*Task objective*:
Repeat word for word the part of the passage about the Boutibonne painting starting with "In the late" and going on through "the happy couple.".

** BEGIN Passage **

Goupil & cie, Paris, 1873 (no. 8224, acquired directly from the artist)

W. B. Dinsmore, New York, 1873 (through Knoedler & co, New York)

Sale: Butterfields, San Francisco, 19 June 1991, lot 1736

Acquired by the present owner at the above sale

Catalogue note

In the late nineteenth century, Charles Édouard Boutibonne was celebrated for his compositions of outdoor activities as well as scenes of social dramas starring fashionably dressed women in elaborately appointed interiors.  With A Toast to the Betrothed, Boutibonne pairs exquisite details of rich tapestry and upholsteries, warm tones of boiserie, and sparkling table settings with the varied hues and textures of costumes worn by celebrating ladies, who toast the soon-to-be bride on the news of her betrothal.  The artist captures the eye with intricate details of peeled oranges and crystal carafes resting on ice in a brass wine cooler— as well as the distracted attention of woman listening to the close whispers of her tablemate, slyly suggesting not all guests are celebrating the happy couple.

** END Passage **
** BEGIN Supplied material **

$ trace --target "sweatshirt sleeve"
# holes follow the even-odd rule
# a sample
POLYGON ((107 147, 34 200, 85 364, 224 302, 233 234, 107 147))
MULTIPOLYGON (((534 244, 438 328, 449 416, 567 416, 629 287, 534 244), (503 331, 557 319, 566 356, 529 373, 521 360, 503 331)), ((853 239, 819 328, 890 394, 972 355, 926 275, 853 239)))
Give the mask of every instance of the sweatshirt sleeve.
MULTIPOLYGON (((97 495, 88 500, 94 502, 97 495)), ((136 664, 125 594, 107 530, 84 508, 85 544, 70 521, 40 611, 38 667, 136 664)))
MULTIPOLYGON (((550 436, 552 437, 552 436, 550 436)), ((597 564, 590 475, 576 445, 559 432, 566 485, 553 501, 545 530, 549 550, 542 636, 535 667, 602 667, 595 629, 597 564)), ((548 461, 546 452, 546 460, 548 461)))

** END Supplied material **

*Result below*:
In the late nineteenth century, Charles Édouard Boutibonne was celebrated for his compositions of outdoor activities as well as scenes of social dramas starring fashionably dressed women in elaborately appointed interiors.  With A Toast to the Betrothed, Boutibonne pairs exquisite details of rich tapestry and upholsteries, warm tones of boiserie, and sparkling table settings with the varied hues and textures of costumes worn by celebrating ladies, who toast the soon-to-be bride on the news of her betrothal.  The artist captures the eye with intricate details of peeled oranges and crystal carafes resting on ice in a brass wine cooler— as well as the distracted attention of woman listening to the close whispers of her tablemate, slyly suggesting not all guests are celebrating the happy couple.